WHAT THIS TASK INVOLVES: Treat the line containing "compact form (554,343)." as the first line and the final line of the material below as the last; reproduce that range exactly.

════════════════

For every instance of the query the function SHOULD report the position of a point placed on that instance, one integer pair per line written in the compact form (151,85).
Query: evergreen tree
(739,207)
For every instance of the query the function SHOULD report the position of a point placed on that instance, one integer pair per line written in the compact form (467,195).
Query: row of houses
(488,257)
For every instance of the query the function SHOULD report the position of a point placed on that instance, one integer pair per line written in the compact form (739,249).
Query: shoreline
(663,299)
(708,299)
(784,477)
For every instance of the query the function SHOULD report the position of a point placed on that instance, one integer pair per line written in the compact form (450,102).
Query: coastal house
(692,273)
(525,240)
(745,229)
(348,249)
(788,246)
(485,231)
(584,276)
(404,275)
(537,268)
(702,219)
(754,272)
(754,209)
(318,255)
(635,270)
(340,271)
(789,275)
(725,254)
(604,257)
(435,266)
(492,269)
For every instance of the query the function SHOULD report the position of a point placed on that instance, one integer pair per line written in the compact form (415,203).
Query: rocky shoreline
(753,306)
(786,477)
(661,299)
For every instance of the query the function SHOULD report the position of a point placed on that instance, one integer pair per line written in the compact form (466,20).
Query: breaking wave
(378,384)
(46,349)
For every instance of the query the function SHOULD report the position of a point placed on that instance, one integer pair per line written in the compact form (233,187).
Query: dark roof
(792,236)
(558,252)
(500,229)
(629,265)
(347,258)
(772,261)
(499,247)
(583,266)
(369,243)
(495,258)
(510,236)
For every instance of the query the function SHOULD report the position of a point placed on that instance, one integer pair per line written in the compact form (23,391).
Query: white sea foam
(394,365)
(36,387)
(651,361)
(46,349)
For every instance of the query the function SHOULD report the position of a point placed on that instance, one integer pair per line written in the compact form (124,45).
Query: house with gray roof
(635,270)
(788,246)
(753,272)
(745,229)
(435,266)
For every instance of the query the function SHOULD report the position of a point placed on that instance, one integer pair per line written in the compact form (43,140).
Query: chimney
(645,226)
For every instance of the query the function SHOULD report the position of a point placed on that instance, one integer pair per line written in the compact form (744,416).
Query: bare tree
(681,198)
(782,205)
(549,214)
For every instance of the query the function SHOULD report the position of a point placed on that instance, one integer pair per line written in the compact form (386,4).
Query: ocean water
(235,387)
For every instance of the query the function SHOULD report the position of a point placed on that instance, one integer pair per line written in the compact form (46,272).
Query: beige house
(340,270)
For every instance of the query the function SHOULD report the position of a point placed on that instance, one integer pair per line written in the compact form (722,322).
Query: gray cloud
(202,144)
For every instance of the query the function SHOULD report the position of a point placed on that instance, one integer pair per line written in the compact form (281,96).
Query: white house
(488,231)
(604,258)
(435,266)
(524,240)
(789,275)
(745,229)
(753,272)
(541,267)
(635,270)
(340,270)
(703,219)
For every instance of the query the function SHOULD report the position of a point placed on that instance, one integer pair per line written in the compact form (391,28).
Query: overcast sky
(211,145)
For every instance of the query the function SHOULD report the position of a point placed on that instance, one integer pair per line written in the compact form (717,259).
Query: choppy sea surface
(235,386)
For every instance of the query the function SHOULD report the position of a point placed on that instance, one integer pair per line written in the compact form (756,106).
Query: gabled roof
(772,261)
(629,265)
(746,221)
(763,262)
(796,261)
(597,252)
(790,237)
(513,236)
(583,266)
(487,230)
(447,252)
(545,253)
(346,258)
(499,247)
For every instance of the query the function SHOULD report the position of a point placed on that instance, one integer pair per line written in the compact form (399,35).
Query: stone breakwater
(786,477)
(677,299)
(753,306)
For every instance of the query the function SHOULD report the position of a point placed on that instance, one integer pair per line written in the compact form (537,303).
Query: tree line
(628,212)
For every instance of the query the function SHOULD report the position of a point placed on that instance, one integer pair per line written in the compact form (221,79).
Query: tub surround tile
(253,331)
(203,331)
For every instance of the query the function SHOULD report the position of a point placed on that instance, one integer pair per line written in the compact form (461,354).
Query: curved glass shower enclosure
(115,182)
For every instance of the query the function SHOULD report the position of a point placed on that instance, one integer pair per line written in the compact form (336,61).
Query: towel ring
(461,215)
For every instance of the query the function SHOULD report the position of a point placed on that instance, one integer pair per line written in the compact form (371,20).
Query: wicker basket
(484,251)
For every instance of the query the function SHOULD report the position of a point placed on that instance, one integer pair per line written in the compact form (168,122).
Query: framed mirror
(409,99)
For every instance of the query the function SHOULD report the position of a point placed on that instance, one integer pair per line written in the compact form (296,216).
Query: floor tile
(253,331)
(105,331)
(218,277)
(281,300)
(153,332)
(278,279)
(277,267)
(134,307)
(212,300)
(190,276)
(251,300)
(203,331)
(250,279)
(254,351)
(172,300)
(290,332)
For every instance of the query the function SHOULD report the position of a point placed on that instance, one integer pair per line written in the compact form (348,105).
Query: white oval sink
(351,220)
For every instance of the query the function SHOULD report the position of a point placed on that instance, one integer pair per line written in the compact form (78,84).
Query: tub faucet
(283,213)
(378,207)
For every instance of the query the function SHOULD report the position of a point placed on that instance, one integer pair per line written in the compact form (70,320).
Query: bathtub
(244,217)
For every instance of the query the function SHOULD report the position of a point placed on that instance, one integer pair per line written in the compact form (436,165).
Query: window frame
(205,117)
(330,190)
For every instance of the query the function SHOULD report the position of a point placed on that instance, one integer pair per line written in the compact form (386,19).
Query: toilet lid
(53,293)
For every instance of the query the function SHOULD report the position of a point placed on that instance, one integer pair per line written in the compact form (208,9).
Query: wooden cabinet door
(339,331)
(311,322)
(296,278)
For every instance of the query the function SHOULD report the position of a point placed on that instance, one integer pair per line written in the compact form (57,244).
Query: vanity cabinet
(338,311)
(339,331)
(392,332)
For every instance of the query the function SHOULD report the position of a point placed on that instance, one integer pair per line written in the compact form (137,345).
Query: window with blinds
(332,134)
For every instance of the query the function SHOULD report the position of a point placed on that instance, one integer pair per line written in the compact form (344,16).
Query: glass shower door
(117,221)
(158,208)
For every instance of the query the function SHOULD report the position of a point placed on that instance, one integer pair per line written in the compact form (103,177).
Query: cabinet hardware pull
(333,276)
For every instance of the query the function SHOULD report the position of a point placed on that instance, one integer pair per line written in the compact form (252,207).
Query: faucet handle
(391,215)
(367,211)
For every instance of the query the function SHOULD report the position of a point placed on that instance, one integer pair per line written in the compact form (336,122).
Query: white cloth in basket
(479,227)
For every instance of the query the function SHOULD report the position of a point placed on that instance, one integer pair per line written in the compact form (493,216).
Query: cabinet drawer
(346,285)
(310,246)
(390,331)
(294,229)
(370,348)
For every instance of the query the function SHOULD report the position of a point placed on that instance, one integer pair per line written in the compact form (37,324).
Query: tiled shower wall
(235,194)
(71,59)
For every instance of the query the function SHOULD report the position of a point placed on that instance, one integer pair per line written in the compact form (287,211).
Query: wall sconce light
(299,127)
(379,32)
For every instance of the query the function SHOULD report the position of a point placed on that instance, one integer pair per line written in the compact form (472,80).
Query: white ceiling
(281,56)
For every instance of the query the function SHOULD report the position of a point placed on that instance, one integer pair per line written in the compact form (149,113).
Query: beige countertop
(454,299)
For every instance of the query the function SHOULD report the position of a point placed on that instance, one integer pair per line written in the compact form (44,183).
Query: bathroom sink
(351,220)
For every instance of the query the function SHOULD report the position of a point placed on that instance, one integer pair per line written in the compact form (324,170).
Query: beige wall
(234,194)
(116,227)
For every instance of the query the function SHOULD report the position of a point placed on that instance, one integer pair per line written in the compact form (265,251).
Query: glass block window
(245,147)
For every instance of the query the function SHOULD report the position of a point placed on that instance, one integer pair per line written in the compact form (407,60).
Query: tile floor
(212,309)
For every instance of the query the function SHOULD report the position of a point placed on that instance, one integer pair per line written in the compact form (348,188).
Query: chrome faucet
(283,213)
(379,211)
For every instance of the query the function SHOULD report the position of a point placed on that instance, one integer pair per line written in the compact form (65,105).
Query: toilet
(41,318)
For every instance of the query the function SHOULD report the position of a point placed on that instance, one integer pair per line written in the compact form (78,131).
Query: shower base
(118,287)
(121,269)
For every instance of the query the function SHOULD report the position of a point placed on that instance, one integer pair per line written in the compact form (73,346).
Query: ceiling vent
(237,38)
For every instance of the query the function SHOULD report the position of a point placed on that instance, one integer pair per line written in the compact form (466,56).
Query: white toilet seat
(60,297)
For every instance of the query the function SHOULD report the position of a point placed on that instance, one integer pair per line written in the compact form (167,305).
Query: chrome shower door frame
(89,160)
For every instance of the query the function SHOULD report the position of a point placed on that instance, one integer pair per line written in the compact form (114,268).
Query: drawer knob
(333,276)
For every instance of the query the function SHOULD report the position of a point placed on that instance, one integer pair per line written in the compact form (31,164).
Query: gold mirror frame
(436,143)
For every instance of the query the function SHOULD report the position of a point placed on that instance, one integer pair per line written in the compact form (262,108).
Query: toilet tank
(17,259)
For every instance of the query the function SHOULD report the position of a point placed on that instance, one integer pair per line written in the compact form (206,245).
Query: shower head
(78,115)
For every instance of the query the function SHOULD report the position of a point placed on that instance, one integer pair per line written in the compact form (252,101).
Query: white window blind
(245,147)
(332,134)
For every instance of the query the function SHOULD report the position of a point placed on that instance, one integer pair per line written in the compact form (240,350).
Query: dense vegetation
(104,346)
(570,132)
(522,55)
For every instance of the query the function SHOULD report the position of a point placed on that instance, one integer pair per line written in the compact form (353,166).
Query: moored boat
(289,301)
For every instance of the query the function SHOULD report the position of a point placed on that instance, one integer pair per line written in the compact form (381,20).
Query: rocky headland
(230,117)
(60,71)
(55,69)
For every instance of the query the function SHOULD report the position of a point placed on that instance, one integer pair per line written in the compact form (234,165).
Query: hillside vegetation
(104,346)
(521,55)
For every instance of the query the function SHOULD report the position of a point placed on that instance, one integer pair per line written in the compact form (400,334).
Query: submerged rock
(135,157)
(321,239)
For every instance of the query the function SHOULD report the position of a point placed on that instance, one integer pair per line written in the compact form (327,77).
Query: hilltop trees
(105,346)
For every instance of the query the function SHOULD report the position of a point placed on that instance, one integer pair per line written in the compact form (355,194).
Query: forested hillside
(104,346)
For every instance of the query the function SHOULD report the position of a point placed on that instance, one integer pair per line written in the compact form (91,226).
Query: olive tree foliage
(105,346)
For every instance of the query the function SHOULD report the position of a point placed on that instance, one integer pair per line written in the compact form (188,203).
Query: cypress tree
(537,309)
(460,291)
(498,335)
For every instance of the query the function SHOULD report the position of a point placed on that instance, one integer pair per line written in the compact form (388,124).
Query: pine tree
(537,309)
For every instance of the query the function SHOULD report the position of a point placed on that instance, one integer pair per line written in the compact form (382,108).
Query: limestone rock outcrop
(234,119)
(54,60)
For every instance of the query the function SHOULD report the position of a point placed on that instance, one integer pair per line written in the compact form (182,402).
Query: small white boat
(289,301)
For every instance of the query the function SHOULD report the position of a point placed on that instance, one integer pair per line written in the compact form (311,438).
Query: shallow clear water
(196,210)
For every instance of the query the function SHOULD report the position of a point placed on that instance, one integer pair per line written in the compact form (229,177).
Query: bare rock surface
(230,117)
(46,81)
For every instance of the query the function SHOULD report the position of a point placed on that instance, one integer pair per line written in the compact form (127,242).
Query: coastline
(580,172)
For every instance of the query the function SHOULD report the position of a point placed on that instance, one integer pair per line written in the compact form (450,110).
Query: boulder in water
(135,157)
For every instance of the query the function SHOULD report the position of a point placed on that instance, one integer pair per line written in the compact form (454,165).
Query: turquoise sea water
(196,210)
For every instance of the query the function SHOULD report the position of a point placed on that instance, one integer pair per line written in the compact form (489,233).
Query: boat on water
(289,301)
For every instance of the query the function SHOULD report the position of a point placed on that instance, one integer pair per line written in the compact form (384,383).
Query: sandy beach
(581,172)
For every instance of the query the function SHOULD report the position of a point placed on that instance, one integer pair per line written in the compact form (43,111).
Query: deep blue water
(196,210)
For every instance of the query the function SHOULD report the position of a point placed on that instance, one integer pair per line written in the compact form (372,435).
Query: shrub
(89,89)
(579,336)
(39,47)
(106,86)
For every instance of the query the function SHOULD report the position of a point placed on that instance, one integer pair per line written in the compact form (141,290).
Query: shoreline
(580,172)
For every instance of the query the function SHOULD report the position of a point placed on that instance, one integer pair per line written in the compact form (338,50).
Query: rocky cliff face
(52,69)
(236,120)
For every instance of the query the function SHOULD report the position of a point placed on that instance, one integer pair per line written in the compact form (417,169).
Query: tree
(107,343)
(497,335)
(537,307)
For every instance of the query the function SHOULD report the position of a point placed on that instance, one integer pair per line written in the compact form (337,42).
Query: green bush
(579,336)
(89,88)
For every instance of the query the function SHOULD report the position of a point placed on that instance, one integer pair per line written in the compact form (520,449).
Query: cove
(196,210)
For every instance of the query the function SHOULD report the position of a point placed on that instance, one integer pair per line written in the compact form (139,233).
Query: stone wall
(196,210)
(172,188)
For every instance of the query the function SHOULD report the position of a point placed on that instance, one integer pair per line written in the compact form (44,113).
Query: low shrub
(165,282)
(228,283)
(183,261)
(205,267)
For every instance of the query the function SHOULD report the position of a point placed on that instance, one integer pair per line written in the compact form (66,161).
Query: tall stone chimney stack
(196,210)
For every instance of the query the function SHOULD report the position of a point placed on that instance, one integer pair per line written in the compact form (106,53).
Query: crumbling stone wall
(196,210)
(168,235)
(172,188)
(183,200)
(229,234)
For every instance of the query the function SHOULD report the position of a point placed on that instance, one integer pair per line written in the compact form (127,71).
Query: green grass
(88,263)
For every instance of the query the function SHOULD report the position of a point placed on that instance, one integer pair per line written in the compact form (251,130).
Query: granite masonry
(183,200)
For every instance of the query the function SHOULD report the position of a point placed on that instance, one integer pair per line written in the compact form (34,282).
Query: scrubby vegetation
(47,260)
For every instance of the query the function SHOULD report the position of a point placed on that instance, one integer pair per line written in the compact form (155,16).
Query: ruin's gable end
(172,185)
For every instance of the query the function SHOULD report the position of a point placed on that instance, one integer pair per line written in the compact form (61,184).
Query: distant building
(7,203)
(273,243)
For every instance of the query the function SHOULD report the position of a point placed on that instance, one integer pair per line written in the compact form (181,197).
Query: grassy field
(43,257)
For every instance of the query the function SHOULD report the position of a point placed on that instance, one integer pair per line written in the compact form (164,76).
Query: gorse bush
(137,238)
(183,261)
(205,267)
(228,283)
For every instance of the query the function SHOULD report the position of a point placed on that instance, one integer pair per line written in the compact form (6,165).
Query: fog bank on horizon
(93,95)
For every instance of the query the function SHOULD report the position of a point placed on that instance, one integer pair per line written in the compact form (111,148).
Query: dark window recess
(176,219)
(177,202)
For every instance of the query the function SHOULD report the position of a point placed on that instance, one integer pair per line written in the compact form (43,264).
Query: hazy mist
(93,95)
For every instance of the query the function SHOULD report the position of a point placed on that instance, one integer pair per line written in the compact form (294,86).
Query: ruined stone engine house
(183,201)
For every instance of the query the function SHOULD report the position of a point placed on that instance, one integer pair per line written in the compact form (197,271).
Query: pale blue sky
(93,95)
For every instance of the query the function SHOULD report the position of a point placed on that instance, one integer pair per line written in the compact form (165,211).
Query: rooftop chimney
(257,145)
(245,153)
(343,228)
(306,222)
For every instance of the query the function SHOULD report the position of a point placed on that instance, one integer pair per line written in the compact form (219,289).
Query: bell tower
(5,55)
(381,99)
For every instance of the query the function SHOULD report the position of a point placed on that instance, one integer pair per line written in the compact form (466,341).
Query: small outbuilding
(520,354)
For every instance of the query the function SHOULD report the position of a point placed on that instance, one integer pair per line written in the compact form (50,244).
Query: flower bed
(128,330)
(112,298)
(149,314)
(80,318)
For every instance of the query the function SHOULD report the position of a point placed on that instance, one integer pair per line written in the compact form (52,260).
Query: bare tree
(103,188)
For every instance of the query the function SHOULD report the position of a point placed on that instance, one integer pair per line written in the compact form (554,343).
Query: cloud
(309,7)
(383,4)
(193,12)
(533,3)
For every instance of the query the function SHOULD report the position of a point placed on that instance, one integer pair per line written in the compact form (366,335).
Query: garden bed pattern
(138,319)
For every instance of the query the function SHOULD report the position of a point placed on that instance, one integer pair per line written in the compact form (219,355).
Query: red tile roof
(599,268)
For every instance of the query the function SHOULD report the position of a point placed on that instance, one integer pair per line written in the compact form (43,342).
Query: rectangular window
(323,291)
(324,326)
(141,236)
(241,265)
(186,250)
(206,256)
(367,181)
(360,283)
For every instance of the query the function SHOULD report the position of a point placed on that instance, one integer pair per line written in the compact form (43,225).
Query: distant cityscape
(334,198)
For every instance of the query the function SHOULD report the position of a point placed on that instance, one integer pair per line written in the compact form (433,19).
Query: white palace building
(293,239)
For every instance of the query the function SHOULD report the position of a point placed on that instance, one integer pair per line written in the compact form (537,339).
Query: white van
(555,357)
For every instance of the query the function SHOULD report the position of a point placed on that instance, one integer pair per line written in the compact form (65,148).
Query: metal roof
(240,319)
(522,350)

════════════════

IN RESPONSE:
For every instance of the query the function SHOULD report the position of a point placed on that instance, one integer pair per line written in the compact form (554,343).
Query: cloud
(309,7)
(383,4)
(193,12)
(533,3)
For every instance of the query the function SHOULD report the position of a point placed on that instance, one integer pair per line written in the compact form (366,335).
Query: garden bed pattern
(138,319)
For every instance of the query the function SHOULD report the position of a point placed on that instance, one integer pair per line written in the compact form (219,355).
Query: red tile roof
(599,268)
For every instance of the query the function SHOULD report the position of a point placed on that instance, one integer pair per line written in the compact form (43,342).
Query: rectangular window
(323,291)
(324,326)
(141,236)
(241,265)
(186,250)
(206,256)
(367,181)
(360,283)
For every instance of the query the function SHOULD report the position of a point placed on that instance, one integer pair per line written in the compact form (43,225).
Query: distant cityscape
(334,198)
For every instance of the query the function SHOULD report the position of a point placed on that instance, one integer pair per line written in the compact form (433,19).
Query: white palace building
(293,239)
For every instance of the query the function SHOULD report the position of a point placed on that instance, one integer pair per line written in the compact form (537,339).
Query: white van
(555,357)
For every instance of the query the function SHOULD report the position of a point placed on that instance, one integer pair per line written in the compact form (65,148).
Query: metal roof
(240,319)
(522,350)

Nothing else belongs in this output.